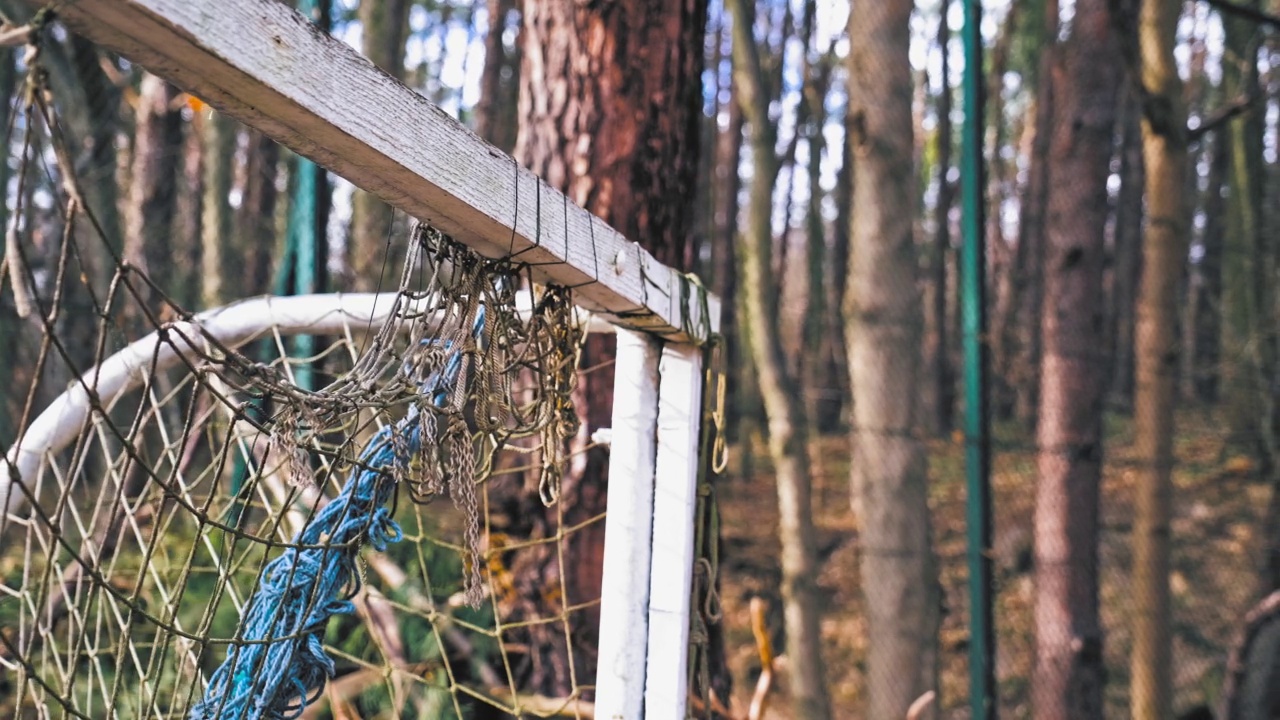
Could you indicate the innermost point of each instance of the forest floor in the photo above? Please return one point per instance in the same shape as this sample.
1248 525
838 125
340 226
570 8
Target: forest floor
1219 506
################
■ **Task to carry out**: Lay out every line of the items above as a Markdown table with two columns, Row and Line, numbering the rows and skipping blank lines. Leave the pictures out.

■ **Finished task**:
| Row | Line |
|---|---|
| 1 | Could you indicate the innermost point of each instance of the forest floor in the photo above? Please return one point per instance in the same shape as this sample. |
| 2 | 1248 525 |
| 3 | 838 125 |
| 4 | 340 226 |
| 5 | 570 8 |
| 6 | Target: forest floor |
| 7 | 1219 506 |